Task prompt: Write out every entry below verbatim, line for line, omitting the pictures.

Position identification records:
● ● ●

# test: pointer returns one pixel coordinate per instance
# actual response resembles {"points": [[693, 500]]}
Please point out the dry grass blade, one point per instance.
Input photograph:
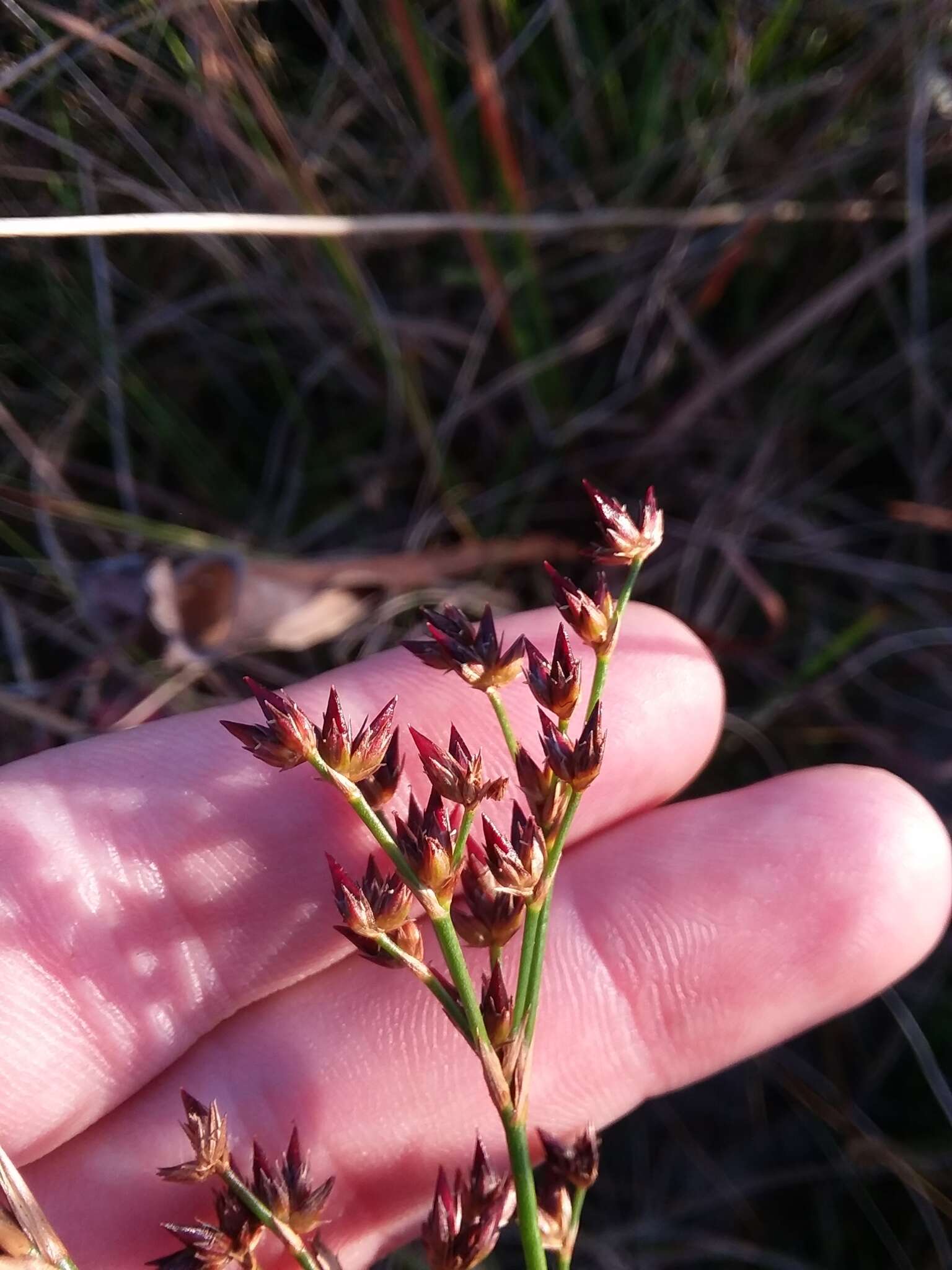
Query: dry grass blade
{"points": [[30, 1215], [428, 224]]}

● ● ●

Answer to this problem:
# test: pointer returns one pixel coordinate per instance
# actual response resembles {"points": [[693, 500]]}
Please point out the dry grass blade, one point per instance.
Input photograph:
Query: dry grass blade
{"points": [[30, 1215], [428, 224]]}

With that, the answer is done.